Hyde also means that some low-income women who want to terminate their pregnancies aren’t able to get abortions at all. Those women, of course, adjust to their life circumstances as all of us do, but they are much more likely to suffer negative health and financial consequences than similarly-situated women who were able to terminate. Even when previous financial differences are taken into account, women who sought to have abortions but couldn’t are three times as likely to fall below the federal poverty line two years after giving birth.

The takeaway from Hyde should be that denying low-income people healthcare is a public health disaster, and no one should be refused a necessary and legal medical procedure because of their income. But, the GOP learned that Democrats will fold on basic rights if it only impacts poor women, and if they can isolate particular aspects of medical care that a large enough segment of the population feels morally superior about. One in three American women will have an abortion in her life, but the GOP managed to turn terminating a pregnancy into a divisive issue where half the American public thinks the government should have control.

The full piece is here.


7 thoughts on Angry about health care? Look at Hyde.

  1. What a misogynist! I can’t believe the original legislation wanted to prohibit an abortion even with rape, incest, or a woman’s life.

**WHAT YOU HAVE TO DO**
Continue the text on the Hyde Amendment from where it stops.

**SOURCE DATA**
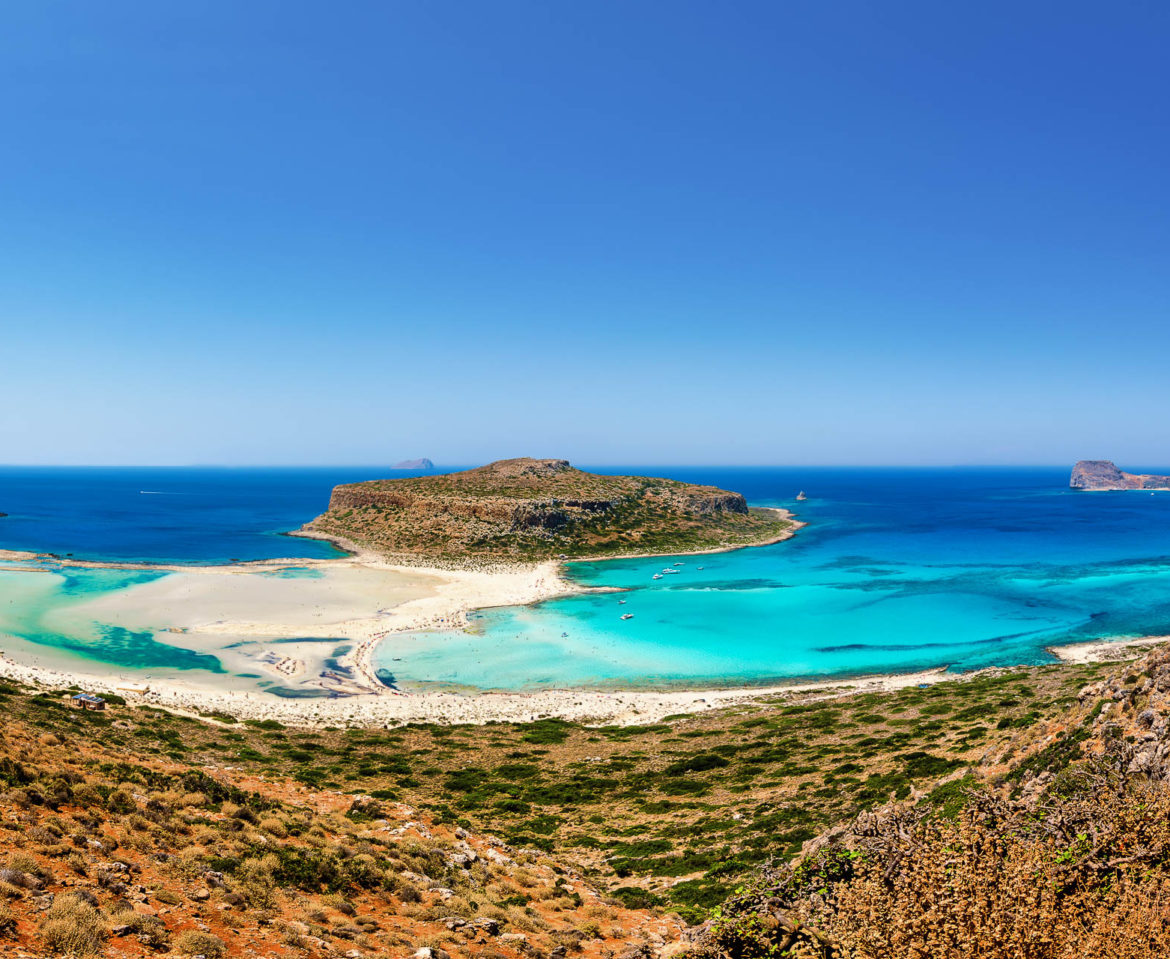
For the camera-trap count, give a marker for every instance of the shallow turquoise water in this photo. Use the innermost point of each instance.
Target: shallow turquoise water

**REPLY**
    Even as I read example after example of crazy thinking like this, I find it hard to believe that people can have such mindsets. I would truly like to know how that happens.

    1. Can you please not use ableist language? The Republicans are mean, nasty, reprehensible people, but “crazy” they’re not. Thanks.

  2. I’m going anonymous for this, but–

    when I got my abortion, I wouldn’t have accessed a single Medicare or Medicaid resource, because the last thing I wanted was this medical act in my records for all my future doctors to see. I don’t trust the future, and I don’t trust every person who has access to my records. I paid in cash for mine and I haven’t told a single medical soul–just my mother, my partner, and my best friend.

    I’m not ashamed of my abortion, but I am scared of other people. There are a lot of people who keep parts of themselves or their lives sequestered because the public can either be cruel or outright fucking dangerous. We talk about the need for anonymity of rape survivors, and I think a lot of the same reasoning applies here.

    I’d rather see abortion clinics funded and women could walk in and get a free abortion and medical examination and follow-up. She could report it to her medical records if she felt like it.

    This doesn’t mean I don’t think we need to push back against the Hyde Amendment, this is more me wanting to add a wrinkle to the conversation as well as suggested a direction to push towards.

      1. What I notice is these are the same people worried about a “government takeover” of our health care due to the ACA, which simply gives access. What I notice are these are the same people who put out an ad showing Uncle Sam as the most pervy kind of rapist in a doctor’s office.

        Meanwhile, these are the people who are demanding medical records. These are the people getting between women and their medical choices, whether the choice to abort to even SEE a doctor.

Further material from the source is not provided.